> _Supplied data_:
*** Block opens ***

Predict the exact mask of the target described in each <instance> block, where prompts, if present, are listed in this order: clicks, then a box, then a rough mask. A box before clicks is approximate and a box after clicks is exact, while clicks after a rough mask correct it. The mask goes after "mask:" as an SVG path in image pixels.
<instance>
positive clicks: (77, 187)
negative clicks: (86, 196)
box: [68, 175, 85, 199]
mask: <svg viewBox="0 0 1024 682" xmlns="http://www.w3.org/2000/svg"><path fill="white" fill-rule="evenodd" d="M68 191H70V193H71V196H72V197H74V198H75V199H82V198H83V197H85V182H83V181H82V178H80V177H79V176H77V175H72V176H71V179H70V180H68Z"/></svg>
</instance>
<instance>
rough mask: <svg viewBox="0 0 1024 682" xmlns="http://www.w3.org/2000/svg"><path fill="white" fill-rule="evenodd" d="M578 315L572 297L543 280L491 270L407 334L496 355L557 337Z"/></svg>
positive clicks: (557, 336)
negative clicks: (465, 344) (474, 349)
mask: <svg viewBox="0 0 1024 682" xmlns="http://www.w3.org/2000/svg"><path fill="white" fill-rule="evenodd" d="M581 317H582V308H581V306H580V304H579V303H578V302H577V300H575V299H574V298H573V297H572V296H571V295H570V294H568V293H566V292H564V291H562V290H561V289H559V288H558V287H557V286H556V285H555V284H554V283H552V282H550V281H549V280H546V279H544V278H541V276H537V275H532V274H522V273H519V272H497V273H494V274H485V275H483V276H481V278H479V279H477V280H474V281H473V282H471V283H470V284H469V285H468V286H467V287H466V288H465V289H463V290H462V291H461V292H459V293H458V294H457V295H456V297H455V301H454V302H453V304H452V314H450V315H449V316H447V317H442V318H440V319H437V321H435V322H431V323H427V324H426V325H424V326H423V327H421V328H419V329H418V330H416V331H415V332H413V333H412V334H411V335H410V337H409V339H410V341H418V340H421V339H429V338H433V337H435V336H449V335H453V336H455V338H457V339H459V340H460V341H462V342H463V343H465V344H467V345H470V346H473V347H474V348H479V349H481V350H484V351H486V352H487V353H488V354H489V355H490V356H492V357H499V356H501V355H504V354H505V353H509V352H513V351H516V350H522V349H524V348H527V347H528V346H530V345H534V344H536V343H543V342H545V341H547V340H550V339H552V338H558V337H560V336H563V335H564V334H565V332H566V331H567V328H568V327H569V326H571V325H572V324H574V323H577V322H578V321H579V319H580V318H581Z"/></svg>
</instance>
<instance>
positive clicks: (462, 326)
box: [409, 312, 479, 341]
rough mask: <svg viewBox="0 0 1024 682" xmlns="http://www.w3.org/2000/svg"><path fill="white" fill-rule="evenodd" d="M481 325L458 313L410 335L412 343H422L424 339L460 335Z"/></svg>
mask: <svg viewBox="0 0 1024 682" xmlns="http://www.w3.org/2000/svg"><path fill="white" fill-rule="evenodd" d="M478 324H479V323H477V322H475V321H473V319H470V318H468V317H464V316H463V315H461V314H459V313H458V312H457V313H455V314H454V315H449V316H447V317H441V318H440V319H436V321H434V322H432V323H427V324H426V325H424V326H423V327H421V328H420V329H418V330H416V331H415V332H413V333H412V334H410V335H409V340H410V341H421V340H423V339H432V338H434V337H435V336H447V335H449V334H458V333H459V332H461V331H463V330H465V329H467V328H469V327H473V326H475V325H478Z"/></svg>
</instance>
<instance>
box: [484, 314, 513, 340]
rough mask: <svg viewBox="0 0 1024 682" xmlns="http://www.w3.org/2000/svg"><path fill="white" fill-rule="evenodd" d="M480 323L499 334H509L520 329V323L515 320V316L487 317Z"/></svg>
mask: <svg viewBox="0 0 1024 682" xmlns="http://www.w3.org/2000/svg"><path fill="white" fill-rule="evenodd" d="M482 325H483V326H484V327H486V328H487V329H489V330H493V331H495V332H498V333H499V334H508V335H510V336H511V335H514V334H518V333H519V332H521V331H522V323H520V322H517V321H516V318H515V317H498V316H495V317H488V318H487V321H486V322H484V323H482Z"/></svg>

*** Block closes ***

Reproduce the stretch of the data from the line containing "negative clicks: (465, 344) (474, 349)" through the line containing "box: [409, 312, 479, 341]", with "positive clicks" changed to "foreground clicks" and all else unchanged.

> _Response to this task_:
negative clicks: (465, 344) (474, 349)
mask: <svg viewBox="0 0 1024 682" xmlns="http://www.w3.org/2000/svg"><path fill="white" fill-rule="evenodd" d="M581 317H582V308H581V306H580V304H579V303H578V302H577V300H575V299H574V298H573V297H572V296H571V295H570V294H568V293H566V292H564V291H562V290H561V289H559V288H558V287H557V286H556V285H555V284H554V283H552V282H550V281H549V280H546V279H544V278H541V276H537V275H532V274H522V273H519V272H497V273H494V274H485V275H483V276H481V278H479V279H477V280H474V281H473V282H471V283H470V284H469V285H468V286H467V287H466V288H465V289H463V290H462V291H461V292H459V293H458V294H457V295H456V297H455V301H454V302H453V304H452V314H450V315H449V316H447V317H442V318H440V319H437V321H435V322H431V323H427V324H426V325H424V326H423V327H421V328H419V329H418V330H416V331H415V332H413V333H412V334H411V335H410V337H409V339H410V341H418V340H421V339H429V338H433V337H435V336H449V335H453V336H455V338H457V339H459V340H460V341H462V342H463V343H465V344H467V345H470V346H473V347H474V348H479V349H481V350H484V351H486V352H487V353H488V354H489V355H490V356H492V357H499V356H501V355H504V354H505V353H509V352H513V351H516V350H522V349H524V348H527V347H528V346H530V345H534V344H536V343H543V342H545V341H547V340H550V339H552V338H558V337H560V336H563V335H564V334H565V332H566V331H567V328H568V327H569V326H571V325H572V324H574V323H577V322H578V321H579V319H580V318H581Z"/></svg>
</instance>
<instance>
foreground clicks: (462, 326)
box: [409, 312, 479, 341]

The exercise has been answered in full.